* [Stated task]: Convert the stretch of records from the line containing "entry: car door" through the line containing "M 49 19 L 48", both ends included, into a Markdown table with the columns Row and Text. Give each line its own numbered row and leave out blank lines.

* [Material to process]:
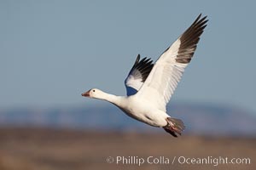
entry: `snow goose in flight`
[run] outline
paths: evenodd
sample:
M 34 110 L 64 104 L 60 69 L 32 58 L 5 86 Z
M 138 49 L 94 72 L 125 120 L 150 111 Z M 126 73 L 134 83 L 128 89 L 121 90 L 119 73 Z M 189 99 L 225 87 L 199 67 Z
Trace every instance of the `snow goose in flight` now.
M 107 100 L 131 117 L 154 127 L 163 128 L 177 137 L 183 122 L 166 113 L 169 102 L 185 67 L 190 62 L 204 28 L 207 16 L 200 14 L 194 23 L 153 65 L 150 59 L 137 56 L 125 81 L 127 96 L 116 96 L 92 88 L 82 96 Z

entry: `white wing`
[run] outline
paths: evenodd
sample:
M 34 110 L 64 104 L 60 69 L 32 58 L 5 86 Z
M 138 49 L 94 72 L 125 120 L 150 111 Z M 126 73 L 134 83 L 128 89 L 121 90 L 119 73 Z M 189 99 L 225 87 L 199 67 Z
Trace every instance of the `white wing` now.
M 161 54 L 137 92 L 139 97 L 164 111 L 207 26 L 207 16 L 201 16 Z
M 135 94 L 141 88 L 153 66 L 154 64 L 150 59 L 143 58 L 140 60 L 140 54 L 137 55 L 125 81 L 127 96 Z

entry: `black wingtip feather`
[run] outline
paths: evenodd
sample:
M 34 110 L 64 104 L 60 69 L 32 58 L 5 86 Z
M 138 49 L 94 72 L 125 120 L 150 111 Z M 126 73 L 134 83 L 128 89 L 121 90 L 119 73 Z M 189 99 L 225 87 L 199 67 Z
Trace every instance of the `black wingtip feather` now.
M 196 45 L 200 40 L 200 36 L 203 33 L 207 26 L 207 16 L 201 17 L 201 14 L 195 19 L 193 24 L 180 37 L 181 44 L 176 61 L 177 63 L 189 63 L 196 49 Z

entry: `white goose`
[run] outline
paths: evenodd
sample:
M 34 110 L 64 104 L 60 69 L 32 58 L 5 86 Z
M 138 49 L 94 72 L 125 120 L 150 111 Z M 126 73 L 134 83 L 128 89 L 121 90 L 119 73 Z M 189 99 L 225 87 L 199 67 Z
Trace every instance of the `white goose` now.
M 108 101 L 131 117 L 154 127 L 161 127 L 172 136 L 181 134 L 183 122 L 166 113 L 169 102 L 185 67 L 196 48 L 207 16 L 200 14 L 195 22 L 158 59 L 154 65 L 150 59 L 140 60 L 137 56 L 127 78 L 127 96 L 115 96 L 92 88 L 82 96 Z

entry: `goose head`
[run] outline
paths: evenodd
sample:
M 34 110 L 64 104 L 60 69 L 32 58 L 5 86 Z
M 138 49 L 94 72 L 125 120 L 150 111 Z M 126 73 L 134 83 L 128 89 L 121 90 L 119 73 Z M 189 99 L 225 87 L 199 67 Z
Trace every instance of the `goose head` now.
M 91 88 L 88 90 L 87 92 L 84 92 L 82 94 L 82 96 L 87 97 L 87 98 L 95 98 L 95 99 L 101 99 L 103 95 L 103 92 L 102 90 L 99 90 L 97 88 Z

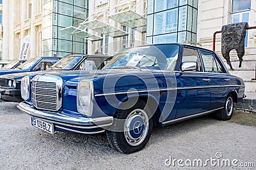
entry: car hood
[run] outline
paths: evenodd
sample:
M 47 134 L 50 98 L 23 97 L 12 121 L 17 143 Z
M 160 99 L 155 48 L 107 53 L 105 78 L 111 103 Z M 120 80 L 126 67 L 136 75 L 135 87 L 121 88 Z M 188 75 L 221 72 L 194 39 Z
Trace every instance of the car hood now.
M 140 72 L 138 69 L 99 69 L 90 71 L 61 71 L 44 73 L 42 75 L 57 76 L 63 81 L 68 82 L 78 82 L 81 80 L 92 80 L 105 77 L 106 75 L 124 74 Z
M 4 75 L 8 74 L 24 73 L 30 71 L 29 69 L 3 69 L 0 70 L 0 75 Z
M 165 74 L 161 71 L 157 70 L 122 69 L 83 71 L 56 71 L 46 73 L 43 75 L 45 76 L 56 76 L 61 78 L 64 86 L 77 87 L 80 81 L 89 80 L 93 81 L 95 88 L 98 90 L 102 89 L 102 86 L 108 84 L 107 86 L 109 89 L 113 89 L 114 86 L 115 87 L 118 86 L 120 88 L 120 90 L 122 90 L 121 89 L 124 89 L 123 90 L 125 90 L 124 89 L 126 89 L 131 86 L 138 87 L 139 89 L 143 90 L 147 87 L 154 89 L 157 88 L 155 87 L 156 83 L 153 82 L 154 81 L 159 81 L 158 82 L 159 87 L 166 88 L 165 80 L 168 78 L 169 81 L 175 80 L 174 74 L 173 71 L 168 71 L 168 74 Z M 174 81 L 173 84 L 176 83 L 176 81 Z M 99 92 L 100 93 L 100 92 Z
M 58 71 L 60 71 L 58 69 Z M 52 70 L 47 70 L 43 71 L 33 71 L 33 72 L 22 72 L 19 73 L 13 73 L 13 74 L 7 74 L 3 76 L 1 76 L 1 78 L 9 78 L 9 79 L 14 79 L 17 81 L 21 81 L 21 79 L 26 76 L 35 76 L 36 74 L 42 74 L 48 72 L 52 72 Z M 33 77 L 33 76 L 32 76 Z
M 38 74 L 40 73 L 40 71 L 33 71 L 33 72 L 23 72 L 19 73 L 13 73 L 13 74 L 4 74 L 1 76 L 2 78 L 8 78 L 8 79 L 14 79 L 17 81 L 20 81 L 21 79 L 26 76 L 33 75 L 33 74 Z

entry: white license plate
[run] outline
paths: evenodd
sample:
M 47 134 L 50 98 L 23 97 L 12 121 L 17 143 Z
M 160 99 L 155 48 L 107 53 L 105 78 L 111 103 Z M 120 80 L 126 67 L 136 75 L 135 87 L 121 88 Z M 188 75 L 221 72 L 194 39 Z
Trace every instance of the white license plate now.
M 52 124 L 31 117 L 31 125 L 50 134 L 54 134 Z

* * *

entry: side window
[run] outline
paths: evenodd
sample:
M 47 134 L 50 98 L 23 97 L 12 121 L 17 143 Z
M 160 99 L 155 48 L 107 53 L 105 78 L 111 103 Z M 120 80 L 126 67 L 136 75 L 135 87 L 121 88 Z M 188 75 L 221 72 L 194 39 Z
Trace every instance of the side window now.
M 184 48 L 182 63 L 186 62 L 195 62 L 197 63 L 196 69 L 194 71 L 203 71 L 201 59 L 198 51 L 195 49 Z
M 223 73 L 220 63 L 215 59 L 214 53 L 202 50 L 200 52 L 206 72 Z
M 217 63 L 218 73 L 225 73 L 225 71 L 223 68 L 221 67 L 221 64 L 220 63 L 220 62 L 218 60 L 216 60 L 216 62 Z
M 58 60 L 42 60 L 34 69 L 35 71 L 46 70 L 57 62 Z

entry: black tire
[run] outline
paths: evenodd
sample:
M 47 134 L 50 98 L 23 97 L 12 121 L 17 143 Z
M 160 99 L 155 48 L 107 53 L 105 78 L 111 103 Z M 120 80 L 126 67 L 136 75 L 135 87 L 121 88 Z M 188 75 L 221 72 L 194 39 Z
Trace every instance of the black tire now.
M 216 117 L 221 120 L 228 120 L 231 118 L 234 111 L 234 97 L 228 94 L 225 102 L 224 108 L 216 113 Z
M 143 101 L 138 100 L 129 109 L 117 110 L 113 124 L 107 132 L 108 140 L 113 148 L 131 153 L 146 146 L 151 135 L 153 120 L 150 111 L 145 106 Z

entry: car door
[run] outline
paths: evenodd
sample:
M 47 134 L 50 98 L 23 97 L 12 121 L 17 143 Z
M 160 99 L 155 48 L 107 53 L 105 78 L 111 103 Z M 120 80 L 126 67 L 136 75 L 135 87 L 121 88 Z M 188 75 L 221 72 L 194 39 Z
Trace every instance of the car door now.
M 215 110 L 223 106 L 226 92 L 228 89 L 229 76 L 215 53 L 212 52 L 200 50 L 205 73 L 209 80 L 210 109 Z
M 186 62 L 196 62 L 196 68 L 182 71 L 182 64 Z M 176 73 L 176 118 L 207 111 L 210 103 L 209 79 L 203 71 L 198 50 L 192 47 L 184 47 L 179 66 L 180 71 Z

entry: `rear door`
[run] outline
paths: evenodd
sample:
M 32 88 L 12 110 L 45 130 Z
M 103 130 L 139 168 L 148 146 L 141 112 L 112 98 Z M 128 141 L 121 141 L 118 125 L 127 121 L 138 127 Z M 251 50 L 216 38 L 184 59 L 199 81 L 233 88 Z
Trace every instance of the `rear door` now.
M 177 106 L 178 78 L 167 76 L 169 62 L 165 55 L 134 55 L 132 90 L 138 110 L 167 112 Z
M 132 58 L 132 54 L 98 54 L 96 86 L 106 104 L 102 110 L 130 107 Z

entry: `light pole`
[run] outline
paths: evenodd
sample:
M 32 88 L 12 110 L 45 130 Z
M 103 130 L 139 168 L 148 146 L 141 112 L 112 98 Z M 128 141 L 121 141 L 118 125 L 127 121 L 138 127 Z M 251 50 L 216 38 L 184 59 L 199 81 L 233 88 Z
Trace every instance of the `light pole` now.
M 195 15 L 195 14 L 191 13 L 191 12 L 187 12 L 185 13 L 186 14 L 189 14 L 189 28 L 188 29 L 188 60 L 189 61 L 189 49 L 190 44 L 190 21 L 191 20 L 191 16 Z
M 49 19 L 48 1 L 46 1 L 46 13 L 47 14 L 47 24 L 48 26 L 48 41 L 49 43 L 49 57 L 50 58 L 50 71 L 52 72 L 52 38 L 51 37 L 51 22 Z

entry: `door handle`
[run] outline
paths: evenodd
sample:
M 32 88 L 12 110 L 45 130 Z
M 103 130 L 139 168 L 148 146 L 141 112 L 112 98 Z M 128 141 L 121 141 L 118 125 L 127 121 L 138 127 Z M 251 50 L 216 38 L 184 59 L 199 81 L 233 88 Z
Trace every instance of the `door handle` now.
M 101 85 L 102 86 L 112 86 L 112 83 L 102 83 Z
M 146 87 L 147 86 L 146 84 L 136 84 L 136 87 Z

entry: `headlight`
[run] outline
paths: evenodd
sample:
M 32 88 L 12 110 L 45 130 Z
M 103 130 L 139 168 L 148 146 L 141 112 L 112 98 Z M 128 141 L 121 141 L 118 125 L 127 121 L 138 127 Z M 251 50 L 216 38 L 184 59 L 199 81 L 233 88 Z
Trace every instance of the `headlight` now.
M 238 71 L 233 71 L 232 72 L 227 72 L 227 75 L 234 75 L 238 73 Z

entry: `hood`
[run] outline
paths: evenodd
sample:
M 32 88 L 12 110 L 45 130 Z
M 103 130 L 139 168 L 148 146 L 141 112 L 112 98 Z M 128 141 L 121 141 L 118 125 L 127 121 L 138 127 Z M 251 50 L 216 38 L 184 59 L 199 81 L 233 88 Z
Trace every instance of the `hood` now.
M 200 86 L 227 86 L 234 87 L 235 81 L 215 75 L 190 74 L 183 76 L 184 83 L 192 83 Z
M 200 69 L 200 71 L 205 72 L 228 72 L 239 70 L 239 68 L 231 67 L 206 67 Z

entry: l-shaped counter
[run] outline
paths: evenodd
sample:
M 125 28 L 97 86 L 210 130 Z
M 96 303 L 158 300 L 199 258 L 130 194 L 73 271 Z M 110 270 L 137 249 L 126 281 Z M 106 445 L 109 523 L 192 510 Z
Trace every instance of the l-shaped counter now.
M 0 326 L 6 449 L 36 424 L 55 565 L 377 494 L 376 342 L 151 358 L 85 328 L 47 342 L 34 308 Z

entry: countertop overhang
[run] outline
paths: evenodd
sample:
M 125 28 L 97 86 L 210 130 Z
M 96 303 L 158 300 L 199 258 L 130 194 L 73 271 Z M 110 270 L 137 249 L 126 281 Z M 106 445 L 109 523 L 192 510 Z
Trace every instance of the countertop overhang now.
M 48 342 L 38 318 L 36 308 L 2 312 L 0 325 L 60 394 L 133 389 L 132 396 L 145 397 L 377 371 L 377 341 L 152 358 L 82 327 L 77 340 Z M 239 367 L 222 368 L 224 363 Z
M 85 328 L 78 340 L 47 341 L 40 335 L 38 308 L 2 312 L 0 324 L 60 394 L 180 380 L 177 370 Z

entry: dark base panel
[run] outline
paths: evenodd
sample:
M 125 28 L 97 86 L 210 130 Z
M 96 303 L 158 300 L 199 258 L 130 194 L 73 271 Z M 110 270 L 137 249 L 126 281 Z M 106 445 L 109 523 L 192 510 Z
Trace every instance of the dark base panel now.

* [Complete answer]:
| Row | Text |
|---|---|
| 1 | entry: car door |
| 2 | [run] outline |
| 3 | paths: evenodd |
| 4 | sample: |
| 5 | M 47 134 L 50 98 L 23 97 L 12 121 L 17 143 Z |
| 6 | M 160 99 L 155 48 L 107 53 L 105 78 L 111 103 Z M 120 80 L 126 67 L 136 75 L 135 87 L 121 88 Z M 188 75 L 221 72 L 194 39 Z |
| 7 | Trace every instance of the car door now. |
| 8 | M 215 110 L 223 106 L 226 92 L 228 89 L 229 76 L 215 53 L 212 52 L 200 50 L 205 73 L 209 80 L 210 109 Z |
| 9 | M 186 62 L 196 62 L 196 68 L 182 71 L 182 64 Z M 176 73 L 176 118 L 207 111 L 210 103 L 209 79 L 203 71 L 198 50 L 192 47 L 184 47 L 179 66 L 180 71 Z |
| 10 | entry: `rear door` |
| 11 | [run] outline |
| 12 | paths: evenodd |
| 13 | sample: |
| 14 | M 32 88 L 12 110 L 45 130 Z |
| 15 | M 103 130 L 139 168 L 148 146 L 141 112 L 112 98 Z M 128 141 L 121 141 L 118 125 L 127 121 L 138 127 Z M 251 50 L 216 38 L 184 59 L 199 81 L 233 88 Z |
| 16 | Trace every instance of the `rear door` now. |
| 17 | M 177 106 L 178 78 L 167 76 L 169 62 L 165 55 L 134 55 L 132 90 L 138 110 L 167 112 Z |
| 18 | M 132 58 L 132 54 L 98 54 L 96 86 L 106 104 L 102 110 L 130 107 Z |
| 19 | entry: `light pole` |
| 20 | [run] outline |
| 21 | paths: evenodd |
| 22 | sample: |
| 23 | M 32 88 L 12 110 L 45 130 Z |
| 24 | M 103 130 L 139 168 L 148 146 L 141 112 L 112 98 Z M 128 141 L 121 141 L 118 125 L 127 121 L 138 127 Z M 251 50 L 216 38 L 184 59 L 199 81 L 233 88 Z |
| 25 | Trace every instance of the `light pole` now. |
| 26 | M 195 15 L 195 14 L 191 13 L 191 12 L 187 12 L 185 13 L 186 14 L 189 14 L 189 28 L 188 29 L 188 60 L 189 61 L 189 49 L 190 44 L 190 21 L 191 20 L 191 16 Z |
| 27 | M 49 19 L 48 1 L 46 1 L 46 13 L 47 14 L 47 24 L 48 26 L 48 41 L 49 43 L 49 57 L 50 58 L 50 71 L 52 72 L 52 38 L 51 37 L 51 22 Z |